▶ Page extract
• • •
The third tattoo is on my right shoulder and is of an anchor to always remind me where I am rooted with my family and that my dad is my anchor, always and forever, good and bad. Sometimes an anchor keeps you safe and landed. Sometimes it’s so embedded you can’t move and need to. Perfect representation of me and my relationship with my dad. The anchor is surrounded by rope so the tattoo itself is in a round shape. It’s big.

Tattoo 4. My 40th birthday present to myself and the only truly painful tattoo and recovery process I experienced. It’s on my left ankle and it’s the coordinates of where I was standing at the Boston Marathon when the bombs went off. 3 people died within feet of me and many others physically injured dramatically. I was a beer decision away from being one of them as I had been in all their spots only minutes before but decided at the last minute to pop into a bar for a beer. It was the only bar whose windows weren’t blown out.

Because of the shockingly accurate places I stood in several places from 30 to 5 minutes before it happened, it’s actually so freaky how close I was to being dead or injured. I mean super freaky….like it was a divine message I absolutely had to pay attention to. At that time I was going through the motions at work, about to pursue a licensing and career path I had no passion for but seemed the next logical thing to do and all my peers were doing it. After realizing how close to death I had just been, the idea of spending 2 months of my life studying was 2 months I didn’t have to spend on anything I didn’t feel an absolute passion for.
• • •
[Dataset records]

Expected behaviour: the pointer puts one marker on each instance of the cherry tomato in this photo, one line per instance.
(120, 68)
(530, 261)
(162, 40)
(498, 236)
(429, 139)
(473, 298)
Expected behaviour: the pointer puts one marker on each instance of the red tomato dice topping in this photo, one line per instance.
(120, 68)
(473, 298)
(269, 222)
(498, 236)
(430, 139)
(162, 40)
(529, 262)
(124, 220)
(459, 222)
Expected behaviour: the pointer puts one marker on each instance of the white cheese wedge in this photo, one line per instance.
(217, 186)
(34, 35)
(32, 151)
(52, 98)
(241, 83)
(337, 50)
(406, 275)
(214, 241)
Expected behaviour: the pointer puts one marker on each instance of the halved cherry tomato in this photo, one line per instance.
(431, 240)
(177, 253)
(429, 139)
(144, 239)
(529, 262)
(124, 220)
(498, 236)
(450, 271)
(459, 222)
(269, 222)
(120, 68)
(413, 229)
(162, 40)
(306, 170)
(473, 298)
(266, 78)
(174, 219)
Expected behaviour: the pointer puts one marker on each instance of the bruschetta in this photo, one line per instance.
• • •
▶ Your task
Please state what location the coordinates in the left-ankle tattoo mark, according to the tattoo text above.

▶ Problem solution
They mark where the writer was standing at the Boston Marathon when the bombs went off.